Reproduce the data below word for word, starting at the line containing "orange leg in the photo above." and ending with the last line of the data.

◆ ◆ ◆ ◆

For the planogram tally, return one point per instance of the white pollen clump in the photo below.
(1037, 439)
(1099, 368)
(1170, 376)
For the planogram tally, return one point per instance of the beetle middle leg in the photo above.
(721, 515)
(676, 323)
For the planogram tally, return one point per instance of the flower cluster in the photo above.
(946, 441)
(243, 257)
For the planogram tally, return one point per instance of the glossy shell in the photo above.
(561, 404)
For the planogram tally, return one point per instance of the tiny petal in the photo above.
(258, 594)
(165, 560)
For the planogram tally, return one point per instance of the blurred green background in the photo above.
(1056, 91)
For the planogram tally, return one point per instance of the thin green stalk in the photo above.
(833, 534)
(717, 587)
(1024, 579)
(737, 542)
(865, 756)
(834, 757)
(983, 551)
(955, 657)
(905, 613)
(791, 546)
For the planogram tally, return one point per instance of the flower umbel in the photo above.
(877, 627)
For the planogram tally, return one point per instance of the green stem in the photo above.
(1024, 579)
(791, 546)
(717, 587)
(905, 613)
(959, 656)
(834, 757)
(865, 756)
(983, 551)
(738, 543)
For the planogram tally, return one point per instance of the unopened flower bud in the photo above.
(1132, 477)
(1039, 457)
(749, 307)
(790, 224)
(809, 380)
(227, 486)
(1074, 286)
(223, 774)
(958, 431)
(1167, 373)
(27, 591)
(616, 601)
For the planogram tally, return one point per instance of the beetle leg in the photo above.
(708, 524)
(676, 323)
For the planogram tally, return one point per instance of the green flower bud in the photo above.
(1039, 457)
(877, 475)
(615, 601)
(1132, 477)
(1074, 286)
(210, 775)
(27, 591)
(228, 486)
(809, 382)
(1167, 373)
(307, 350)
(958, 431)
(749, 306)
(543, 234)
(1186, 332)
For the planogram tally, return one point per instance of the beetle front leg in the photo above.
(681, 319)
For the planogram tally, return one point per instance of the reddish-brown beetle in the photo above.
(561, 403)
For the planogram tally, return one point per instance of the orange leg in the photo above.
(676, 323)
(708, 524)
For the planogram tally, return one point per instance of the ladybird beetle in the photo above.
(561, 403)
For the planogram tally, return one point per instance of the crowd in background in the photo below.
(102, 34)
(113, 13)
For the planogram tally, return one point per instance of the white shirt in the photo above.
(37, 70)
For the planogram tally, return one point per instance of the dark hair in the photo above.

◆ ◆ ◆ ◆

ANSWER BELOW:
For the planogram tally, return one point per instance of the orange leg in the photo above.
(676, 323)
(708, 524)
For the planogram tally, return one point per instance of the ladybird beetle in the photo above.
(561, 403)
For the planogram tally, return one point per instance of the crowd in background in the photo below.
(102, 34)
(113, 13)
For the planogram tally, return one point per instance of the white shirt in the photo above.
(37, 70)
For the planogram tally, return one point per instance of the dark hair in the photo above.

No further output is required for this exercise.